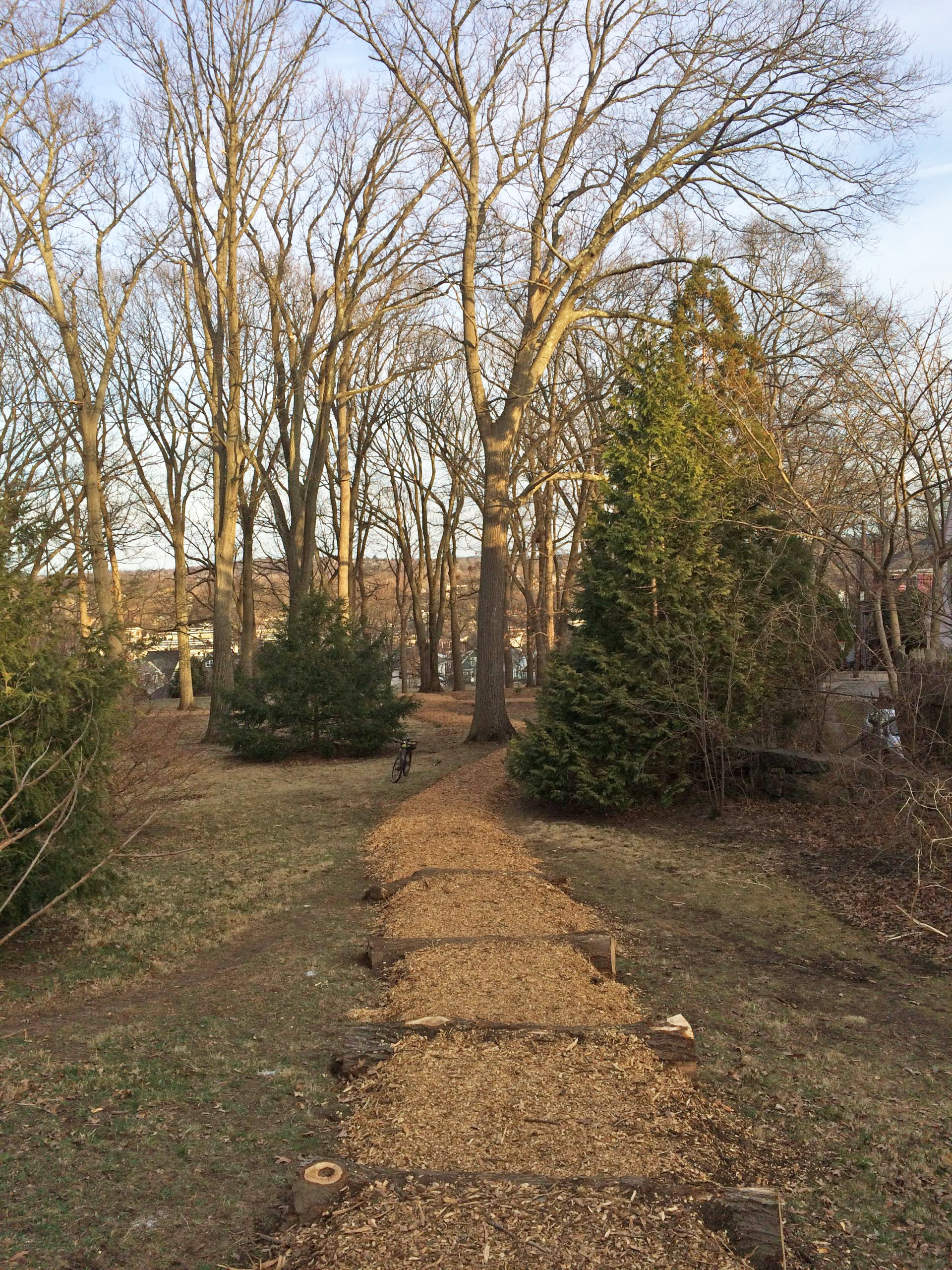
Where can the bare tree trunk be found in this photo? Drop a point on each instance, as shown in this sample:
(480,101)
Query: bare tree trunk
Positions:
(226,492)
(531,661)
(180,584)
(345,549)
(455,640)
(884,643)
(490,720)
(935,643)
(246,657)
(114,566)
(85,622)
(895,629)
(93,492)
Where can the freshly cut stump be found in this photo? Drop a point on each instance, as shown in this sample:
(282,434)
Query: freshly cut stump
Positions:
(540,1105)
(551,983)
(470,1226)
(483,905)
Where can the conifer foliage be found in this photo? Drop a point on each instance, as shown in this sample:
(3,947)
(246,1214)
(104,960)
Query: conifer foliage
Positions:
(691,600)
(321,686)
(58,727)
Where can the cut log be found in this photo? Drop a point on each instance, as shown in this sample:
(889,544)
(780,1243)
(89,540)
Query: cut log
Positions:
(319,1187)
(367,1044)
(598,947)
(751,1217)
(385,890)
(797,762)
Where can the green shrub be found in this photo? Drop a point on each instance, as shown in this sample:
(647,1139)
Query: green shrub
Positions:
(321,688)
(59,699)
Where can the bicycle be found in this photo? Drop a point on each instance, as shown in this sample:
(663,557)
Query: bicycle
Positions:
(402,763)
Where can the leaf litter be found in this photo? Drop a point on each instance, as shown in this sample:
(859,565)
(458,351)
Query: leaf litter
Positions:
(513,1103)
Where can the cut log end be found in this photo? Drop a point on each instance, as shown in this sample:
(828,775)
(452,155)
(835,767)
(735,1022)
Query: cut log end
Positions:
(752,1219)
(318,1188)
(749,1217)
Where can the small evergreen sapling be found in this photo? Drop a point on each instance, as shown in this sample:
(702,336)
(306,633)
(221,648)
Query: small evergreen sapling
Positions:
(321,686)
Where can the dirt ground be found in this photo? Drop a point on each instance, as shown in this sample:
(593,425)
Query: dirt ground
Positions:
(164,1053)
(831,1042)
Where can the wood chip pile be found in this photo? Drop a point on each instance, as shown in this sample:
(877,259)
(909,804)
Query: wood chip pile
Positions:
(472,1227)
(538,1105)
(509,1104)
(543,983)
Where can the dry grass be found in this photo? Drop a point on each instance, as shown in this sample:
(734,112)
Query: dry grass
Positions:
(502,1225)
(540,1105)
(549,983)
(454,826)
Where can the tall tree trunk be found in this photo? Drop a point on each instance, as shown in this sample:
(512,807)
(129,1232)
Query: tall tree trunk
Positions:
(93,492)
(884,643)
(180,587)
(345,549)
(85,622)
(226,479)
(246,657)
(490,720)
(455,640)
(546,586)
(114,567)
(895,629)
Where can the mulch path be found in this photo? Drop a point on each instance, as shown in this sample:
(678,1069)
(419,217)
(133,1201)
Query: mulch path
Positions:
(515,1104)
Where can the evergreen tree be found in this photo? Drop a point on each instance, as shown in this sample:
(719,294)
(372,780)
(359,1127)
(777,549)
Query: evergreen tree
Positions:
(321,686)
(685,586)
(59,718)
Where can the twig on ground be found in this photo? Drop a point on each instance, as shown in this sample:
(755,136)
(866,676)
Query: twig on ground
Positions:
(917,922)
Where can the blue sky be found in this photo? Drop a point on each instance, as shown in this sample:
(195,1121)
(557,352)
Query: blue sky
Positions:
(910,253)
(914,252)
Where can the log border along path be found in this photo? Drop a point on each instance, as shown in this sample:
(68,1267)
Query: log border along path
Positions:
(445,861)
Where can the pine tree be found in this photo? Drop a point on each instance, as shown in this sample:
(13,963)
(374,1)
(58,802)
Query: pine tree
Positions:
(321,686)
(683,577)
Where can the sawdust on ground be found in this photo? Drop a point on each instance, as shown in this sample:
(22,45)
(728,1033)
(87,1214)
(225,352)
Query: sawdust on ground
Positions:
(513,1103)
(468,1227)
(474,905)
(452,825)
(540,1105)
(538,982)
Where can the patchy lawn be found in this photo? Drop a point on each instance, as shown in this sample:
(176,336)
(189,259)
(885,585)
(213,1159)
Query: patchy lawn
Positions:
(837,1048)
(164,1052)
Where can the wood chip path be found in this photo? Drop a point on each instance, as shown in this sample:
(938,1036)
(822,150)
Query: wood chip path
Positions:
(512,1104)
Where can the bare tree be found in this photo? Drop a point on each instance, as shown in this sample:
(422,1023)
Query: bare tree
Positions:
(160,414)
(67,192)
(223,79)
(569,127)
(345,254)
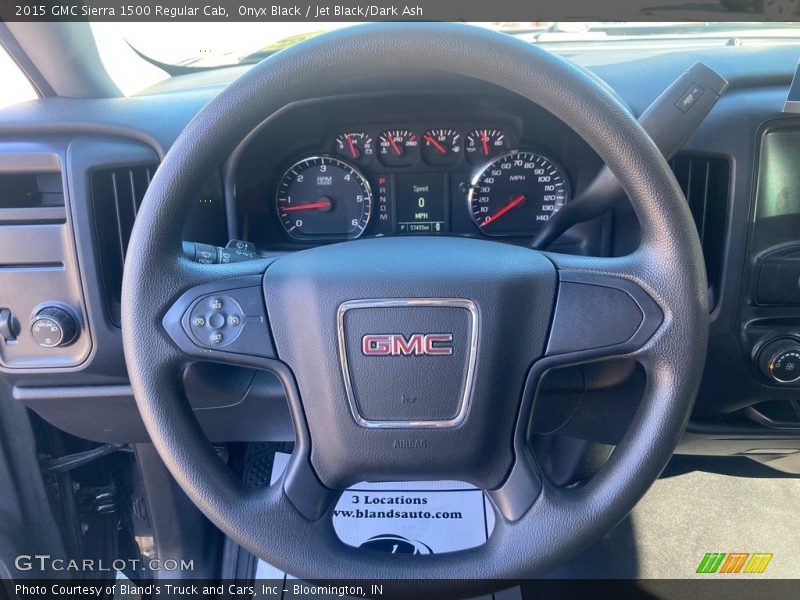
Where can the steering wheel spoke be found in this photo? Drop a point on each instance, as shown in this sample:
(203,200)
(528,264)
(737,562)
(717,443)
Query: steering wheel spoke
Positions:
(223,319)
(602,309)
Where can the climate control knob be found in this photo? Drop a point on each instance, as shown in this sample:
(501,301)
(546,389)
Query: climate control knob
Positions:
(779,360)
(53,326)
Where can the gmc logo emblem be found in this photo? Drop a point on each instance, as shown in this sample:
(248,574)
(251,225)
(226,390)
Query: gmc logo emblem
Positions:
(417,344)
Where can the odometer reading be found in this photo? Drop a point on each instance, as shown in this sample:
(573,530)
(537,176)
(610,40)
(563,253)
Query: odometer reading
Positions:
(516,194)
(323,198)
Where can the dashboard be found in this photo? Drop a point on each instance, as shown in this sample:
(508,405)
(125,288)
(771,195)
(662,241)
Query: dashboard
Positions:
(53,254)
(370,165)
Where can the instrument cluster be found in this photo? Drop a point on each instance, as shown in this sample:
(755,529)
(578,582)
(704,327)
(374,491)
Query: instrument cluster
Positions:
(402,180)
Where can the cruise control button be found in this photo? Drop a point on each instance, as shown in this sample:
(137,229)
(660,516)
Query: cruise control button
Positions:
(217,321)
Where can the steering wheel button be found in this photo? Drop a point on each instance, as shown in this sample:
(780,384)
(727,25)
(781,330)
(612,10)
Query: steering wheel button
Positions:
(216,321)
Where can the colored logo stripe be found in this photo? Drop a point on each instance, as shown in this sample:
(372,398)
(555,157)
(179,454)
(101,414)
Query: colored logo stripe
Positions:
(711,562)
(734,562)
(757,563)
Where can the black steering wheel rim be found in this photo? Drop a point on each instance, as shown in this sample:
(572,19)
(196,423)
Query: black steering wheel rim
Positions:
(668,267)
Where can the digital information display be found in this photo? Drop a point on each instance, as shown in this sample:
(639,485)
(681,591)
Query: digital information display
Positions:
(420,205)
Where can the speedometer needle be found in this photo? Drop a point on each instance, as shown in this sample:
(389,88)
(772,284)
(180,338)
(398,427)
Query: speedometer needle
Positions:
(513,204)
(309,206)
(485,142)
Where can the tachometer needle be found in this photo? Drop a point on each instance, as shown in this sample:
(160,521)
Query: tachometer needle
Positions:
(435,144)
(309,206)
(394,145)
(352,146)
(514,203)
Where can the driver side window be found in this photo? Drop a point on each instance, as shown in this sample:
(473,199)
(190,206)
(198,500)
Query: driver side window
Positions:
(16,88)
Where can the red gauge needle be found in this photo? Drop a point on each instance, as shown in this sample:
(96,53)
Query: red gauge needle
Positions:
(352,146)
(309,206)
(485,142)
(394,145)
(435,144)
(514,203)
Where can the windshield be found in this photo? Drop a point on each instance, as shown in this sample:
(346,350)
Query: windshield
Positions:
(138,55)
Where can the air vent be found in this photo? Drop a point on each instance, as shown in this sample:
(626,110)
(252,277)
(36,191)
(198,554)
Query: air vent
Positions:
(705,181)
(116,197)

==

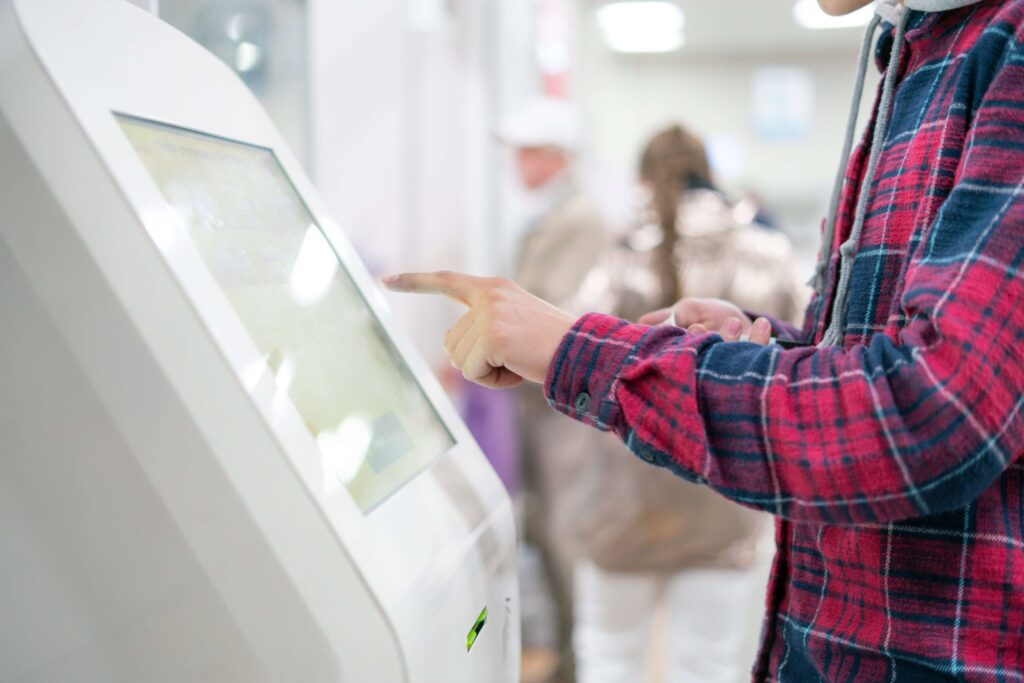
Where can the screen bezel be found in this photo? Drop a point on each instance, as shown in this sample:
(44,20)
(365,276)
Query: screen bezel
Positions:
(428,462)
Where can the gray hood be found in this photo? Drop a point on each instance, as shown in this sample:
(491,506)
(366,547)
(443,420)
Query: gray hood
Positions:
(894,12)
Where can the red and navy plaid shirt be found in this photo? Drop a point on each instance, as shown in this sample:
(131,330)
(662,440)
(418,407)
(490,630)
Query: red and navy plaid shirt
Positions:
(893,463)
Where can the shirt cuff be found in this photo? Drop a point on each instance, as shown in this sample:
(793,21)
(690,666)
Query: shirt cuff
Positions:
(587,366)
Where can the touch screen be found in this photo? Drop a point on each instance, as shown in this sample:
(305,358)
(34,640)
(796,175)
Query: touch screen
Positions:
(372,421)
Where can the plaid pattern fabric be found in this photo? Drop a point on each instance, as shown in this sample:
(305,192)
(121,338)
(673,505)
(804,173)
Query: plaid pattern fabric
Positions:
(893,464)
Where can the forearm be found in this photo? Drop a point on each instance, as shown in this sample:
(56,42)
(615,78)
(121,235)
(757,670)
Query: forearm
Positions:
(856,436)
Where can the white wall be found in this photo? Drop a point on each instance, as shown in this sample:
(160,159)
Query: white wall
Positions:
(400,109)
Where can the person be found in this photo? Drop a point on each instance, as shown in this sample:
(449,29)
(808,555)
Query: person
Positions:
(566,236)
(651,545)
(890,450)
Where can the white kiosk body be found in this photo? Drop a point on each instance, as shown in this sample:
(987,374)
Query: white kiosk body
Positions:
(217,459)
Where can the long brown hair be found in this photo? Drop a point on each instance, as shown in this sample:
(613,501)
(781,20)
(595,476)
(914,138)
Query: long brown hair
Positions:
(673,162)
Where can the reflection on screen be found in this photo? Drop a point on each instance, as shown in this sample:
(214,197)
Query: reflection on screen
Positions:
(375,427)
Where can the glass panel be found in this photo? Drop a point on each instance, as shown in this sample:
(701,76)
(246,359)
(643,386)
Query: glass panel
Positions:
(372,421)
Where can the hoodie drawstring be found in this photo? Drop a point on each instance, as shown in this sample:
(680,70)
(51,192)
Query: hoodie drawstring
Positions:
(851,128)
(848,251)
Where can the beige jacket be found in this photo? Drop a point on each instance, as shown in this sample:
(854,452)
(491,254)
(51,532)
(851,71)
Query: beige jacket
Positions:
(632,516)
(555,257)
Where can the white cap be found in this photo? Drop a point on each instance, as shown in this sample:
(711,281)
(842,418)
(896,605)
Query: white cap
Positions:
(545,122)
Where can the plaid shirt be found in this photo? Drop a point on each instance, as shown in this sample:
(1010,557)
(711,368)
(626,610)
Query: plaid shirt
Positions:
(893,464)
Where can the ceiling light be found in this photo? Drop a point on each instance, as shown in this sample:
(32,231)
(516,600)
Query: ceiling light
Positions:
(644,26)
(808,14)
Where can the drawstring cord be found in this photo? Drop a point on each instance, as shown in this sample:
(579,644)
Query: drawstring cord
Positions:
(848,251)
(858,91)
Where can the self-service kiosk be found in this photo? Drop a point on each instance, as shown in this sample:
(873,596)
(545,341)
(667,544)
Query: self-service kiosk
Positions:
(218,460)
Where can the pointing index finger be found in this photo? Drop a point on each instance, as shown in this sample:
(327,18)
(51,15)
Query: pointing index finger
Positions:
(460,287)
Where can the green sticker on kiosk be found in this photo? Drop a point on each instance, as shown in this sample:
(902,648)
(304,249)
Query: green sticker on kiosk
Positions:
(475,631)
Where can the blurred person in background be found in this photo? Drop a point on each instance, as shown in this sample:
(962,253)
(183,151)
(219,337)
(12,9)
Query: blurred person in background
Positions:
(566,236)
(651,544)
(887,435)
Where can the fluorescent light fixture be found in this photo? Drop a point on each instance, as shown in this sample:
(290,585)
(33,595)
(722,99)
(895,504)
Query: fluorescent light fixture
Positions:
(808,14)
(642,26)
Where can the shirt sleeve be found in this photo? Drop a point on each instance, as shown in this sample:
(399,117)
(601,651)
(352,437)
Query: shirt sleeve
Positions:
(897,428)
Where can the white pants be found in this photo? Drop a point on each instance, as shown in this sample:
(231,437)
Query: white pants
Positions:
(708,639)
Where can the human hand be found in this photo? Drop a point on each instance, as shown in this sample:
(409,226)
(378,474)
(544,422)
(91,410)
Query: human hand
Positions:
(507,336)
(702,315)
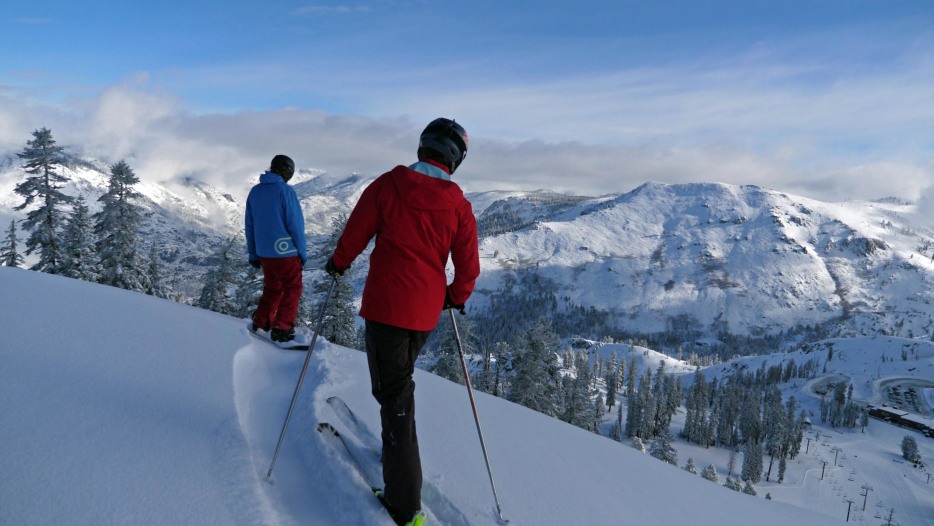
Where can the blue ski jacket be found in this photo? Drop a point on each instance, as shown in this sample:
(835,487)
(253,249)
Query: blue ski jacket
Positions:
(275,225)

_YOUR INSTRUCTIONS_: How many lines in the records above contain the string "brown"? Reply with the number alone.

_OUTPUT OF THE EXERCISE_: 2